CONSIGNE ÉCRITE 1:
Selon l'extrait du texte, pourquoi la préparation de l'itinéraire permet-elle de rêver ? Répondez en une à trois phrases.
CONSIGNE ÉCRITE 2:
Répondez brièvement à partir de l'extrait du texte :
(a) Dans combien de temps l'aventure démarre-t-elle ?
(b) Quel est le nom du lac où se pratique la pêche à la truite ?
(c) Quel poids approximatif les bagages atteindront-ils ?
CONSIGNE ÉCRITE 3:
Recopiez fidèlement le passage de l'extrait du texte qui va de « Je me donne » jusqu'à « des 25 kilogrammes. » inclus.

Dans quinze jours l’aventure démarre. J’ai un peu de mal à l’imaginer, bien au chaud dans mon salon.
Dans un premier temps la préparation de l’itinéraire permet de rêver sur des cartes absolument extraordinaires dévoilées par Google earth. Cette région d’Amérique du Sud vue du ciel ressemble à la lune voire à la planète Mars, que l’on appelle aussi la planète Rouge.
Je me donne encore une semaine de vacances dans les Vosges entre cueillette des cèpes et pêche à la truite dans le dernier lac encore ouvert à cette activité après le 15 septembre, le lac des Corbeaux. En fin de semaine prochaine, retour à Lyon et préparation du matériel, du vélo et de quoi réparer la casse; les habits, le couchage, la tente, le réchaud et les gamelles, les appareils photo, l’intégration des données dans le GPS et plein d’autre choses. Les bagages devront être le moins lourds possibles, mais ce sera autour des 25 kilogrammes.

EXTRAIT DES DONNÉES:
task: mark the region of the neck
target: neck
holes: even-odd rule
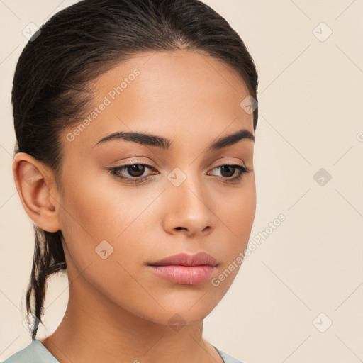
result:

RÉPONSE ATTENDUE 1:
Elle se fait sur des cartes absolument extraordinaires dévoilées par Google earth. Vue du ciel, cette région d'Amérique du Sud ressemble à la lune, voire à la planète Mars.

RÉPONSE ATTENDUE 2:
(a) Dans quinze jours.
(b) Le lac des Corbeaux.
(c) Autour de 25 kilogrammes.

RÉPONSE ATTENDUE 3:
Je me donne encore une semaine de vacances dans les Vosges entre cueillette des cèpes et pêche à la truite dans le dernier lac encore ouvert à cette activité après le 15 septembre, le lac des Corbeaux. En fin de semaine prochaine, retour à Lyon et préparation du matériel, du vélo et de quoi réparer la casse; les habits, le couchage, la tente, le réchaud et les gamelles, les appareils photo, l’intégration des données dans le GPS et plein d’autre choses. Les bagages devront être le moins lourds possibles, mais ce sera autour des 25 kilogrammes.